* [TEKS BACAAN]:
============================================================
Denpasar, (Metrobali.com) 

 

Seorang Warga Negara Asing (WNA) asal Rusia, berinisial VM, menghadapi permasalahan di Bali setelah paspornya ditahan oleh petugas Kantor Wilayah Kementerian Hukum dan HAM (Kanwil Kemenkumham) Bali tanpa dasar yang jelas. Penahanan dokumen ini telah berlangsung selama sembilan hari, menurut pernyataan kuasa hukumnya, Fitri Anisa dan Rengga Rahmadhany, pada Kamis (31/10/2024) di Denpasar.

VM pertama kali tiba di Bali pada Oktober 2022 sebagai wisatawan dan kemudian mendirikan perusahaan, PT. Ele Restaurant Group, bersama seorang warga negara Rusia lain, IL, yang ia kenal sejak 2019. Pada Mei 2023, VM menjabat sebagai Direktur dan pemegang saham, sementara IL bertindak sebagai Komisaris.

Namun, pada 16 Oktober 2024, VM mendapati bahwa IL telah melakukan perubahan data perseroan tanpa sepengetahuannya. Perubahan tersebut mencakup pergantian susunan pengurus perusahaan, di mana IL menjadi Direktur Utama, dan dua WNA Rusia lainnya, VR dan YB, menjadi Komisaris dan Direktur. VM mengaku tidak pernah menyetujui perubahan ini, meski dalam dokumen notaris terdapat tanda tangan yang mirip dengan miliknya.

“Klien kami menduga ada praktik pengalihan kepemilikan saham tanpa izin, yang terjadi pada 4 Juni 2024,” ungkap Rengga.

Berdasarkan akta perubahan yang diterbitkan pada 22 Juli 2024 oleh Kementerian Hukum dan HAM, posisi VM di perusahaan tersebut telah diubah, yang mempengaruhi status sponsor pada KITAS-nya.
============================================================
* [DATA TERSEDIA]:
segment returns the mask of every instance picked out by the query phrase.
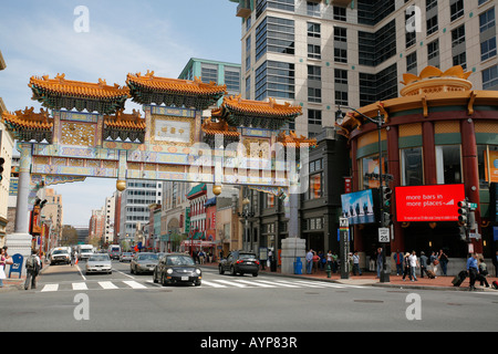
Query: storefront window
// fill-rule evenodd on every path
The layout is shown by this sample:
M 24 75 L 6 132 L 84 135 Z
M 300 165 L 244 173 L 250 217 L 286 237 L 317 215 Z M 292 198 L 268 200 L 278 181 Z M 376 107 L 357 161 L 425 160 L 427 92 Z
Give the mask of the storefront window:
M 461 155 L 459 145 L 436 146 L 437 184 L 461 184 Z
M 401 158 L 403 186 L 422 186 L 424 184 L 422 147 L 403 149 Z
M 478 145 L 477 159 L 480 188 L 486 189 L 490 183 L 498 183 L 498 146 Z
M 386 155 L 383 154 L 382 155 L 382 174 L 387 174 L 388 169 L 387 169 L 387 158 Z M 371 189 L 371 188 L 378 188 L 380 184 L 378 184 L 378 179 L 374 179 L 371 177 L 367 177 L 365 175 L 371 175 L 371 174 L 378 174 L 378 155 L 373 155 L 373 156 L 369 156 L 365 158 L 361 159 L 360 163 L 360 167 L 361 167 L 361 176 L 362 176 L 362 181 L 361 181 L 361 186 L 363 186 L 363 189 Z
M 310 176 L 310 189 L 308 190 L 309 199 L 318 199 L 322 197 L 322 174 Z

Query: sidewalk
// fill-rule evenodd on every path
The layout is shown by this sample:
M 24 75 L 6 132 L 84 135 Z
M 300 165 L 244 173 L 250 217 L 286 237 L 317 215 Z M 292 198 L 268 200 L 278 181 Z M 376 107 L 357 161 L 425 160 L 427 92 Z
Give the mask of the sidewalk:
============================================================
* [DAFTAR TUGAS]:
a – Jawablah pertanyaan berikut berdasarkan teks bacaan:
(i) Menurut kuasa hukumnya, sudah berapa lama paspor VM ditahan?
(ii) Kapan VM pertama kali tiba di Bali?
(iii) Pada tanggal berapa Kementerian Hukum dan HAM menerbitkan akta perubahan?
b – Siapa saja warga negara Rusia yang disebut dengan inisial dalam teks bacaan? Sebutkan semuanya.

* [KUNCI JAWABAN LENGKAP]:
a –
(i) Sembilan hari.
(ii) Oktober 2022.
(iii) 22 Juli 2024.

b – VM, IL, VR, YB